- [EXERCISE AIM]
Extend the passage about Li Kui below, picking up after its last sentence.

- [PAGE EXTRACT]
*** Begin section ***
Song Jiang is arrested after writing a seditious poem in a drunken stupor and thrown into prison. Dai Zong attempts to save him by secretly collaborating with the outlaws at Liangshan Marsh to trick Cai Jiu, Jiangzhou's governor, into sending Song Jiang to the capital Dongjing (東京; present-day Kaifeng, Henan) and giving the outlaws a chance to save him en route. However, the ruse fails and Dai Zong ends up being arrested and imprisoned as well. During this time, Li Kui takes good care of Song Jiang and Dai Zong, who have been severely tortured. Cai Jiu then sentences Song Jiang and Dai Zong to public execution by beheading.

Luckily for Song Jiang and Dai Zong, the Liangshan outlaws have realised the mistake in their ruse, and have shown up in full force in Jiangzhou. Together with Li Kui, the outlaws storm the execution ground and save Song Jiang and Dai Zong. Li Kui goes on a bloody rampage, hacking anyone who stands in his way – regardless of whether it is an enemy or just an innocent bystander – until the outlaws' chief Chao Gai stops him from continuing with the indiscriminate slaughter. When they are all besieged by government forces at a temple beside the river, Li Kui is the first to charge out and fight the enemy, driving them back. Just then, Zhang Shun and his friends show up in boats and ferry Li Kui, Song Jiang, Dai Zong and the outlaws safely to Liangshan Marsh. There, Li Kui and the others become part of the Liangshan outlaw band. Li Kui later helps Song Jiang take revenge by dismembering Huang Wenbing, the man who reported the seditious poem to the authorities and urged Cai Jiu to torture and execute Song Jiang.

=== Fetching his mother and slaying four tigers ===
After becoming an outlaw, Li Kui returns to his hometown to fetch his mother to join him at Liangshan. En route, he encounters Li Gui, who is impersonating him to rob unwary travellers on a remote pathway. Li Kui, after defeating the imposter, intends to kill Li Gui for smearing his name. However, Li Gui begs for his life, saying he has an elderly mother to feed. Li Kui, moved by Li Gui's filial piety, spares his life and gives his some money before letting him go. Shortly afterwards, Li Kui reaches a house, not knowing it is Li Gui's, and overhears a conversation between Li Gui and his wife about how to capture him and hand him over to the authorities for a reward. Infuriated, Li Kui dashes out and kills Li Gui, but Li Gui's wife manages to escape.
*** End section ***
- [DATASET EXCERPTS]
*** Begin section ***
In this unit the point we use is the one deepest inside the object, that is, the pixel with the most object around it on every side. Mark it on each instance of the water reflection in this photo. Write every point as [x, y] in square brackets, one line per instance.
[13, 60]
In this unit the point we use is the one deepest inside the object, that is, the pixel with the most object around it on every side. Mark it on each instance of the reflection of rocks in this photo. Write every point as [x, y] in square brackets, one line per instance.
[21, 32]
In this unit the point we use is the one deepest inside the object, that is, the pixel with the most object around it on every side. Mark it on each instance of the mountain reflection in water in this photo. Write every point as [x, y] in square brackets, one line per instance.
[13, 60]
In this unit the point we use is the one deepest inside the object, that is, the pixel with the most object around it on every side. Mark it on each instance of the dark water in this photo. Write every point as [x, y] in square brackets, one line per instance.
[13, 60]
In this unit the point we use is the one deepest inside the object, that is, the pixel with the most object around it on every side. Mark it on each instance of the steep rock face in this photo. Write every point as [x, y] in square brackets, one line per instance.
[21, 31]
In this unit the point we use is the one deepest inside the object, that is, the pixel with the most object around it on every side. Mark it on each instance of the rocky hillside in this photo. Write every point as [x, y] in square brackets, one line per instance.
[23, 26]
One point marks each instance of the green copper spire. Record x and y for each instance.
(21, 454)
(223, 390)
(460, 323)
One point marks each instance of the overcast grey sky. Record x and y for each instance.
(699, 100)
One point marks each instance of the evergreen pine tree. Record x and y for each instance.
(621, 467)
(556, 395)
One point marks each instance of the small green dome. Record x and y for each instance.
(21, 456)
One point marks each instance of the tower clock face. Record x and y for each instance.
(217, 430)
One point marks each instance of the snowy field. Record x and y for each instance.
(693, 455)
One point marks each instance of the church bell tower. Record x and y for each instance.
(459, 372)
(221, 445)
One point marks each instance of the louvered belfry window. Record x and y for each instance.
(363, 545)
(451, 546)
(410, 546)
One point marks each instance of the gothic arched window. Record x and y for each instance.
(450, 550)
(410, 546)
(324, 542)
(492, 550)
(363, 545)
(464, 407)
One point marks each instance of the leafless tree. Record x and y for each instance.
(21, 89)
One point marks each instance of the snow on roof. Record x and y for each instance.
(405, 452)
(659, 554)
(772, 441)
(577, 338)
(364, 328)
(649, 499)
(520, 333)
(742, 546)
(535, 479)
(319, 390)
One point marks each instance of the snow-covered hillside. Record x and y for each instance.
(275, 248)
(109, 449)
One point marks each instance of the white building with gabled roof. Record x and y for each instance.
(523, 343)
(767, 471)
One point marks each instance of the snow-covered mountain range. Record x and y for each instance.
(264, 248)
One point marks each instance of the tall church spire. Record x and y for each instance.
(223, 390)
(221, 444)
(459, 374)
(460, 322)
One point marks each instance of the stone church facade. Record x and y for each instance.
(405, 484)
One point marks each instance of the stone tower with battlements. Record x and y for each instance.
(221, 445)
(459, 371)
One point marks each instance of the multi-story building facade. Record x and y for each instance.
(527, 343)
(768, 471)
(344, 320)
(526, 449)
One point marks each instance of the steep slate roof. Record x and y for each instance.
*** End section ***
- [ANSWER TO THIS TASK]
Upon reaching home, Li Kui meets his elder brother Li Da, who, afraid of being implicated, rushes off to get their neighbours to help him apprehend his outlaw brother. Li Kui flees with his mother, who has become blind, and carries her on his back while travelling off the beaten path to avoid attracting attention. In the wilderness, Li Kui's mother complains of thirst, so Li Kui leaves her while he searches for a water source. When he returns, he is shocked to realise that his mother has been killed and eaten by tigers. Overwhelmed with grief, he follows the blood trail to the tigers' den, where he slays four tigers, including two cubs. Later, he meets some hunters, who are impressed with his feat and take him to the nearby town.

Squire Cao, a wealthy gentry man in the town, pretends to praise Li Kui and treat him hospitably. In fact, Cao has met Li Gui's widow earlier and she has secretly pointed out that Li Kui is the outlaw who killed her husband. Cao tricks Li Kui, who is still grieving and has let down his guard, into consuming an alcoholic drink spiked with menghanyao (蒙汗藥), causing him to feel dizzy and become unconscious. After that, Cao sends his servant to report to the authorities, who send the constable Li Yun and his men to escort Li Kui as a captive back to the county office.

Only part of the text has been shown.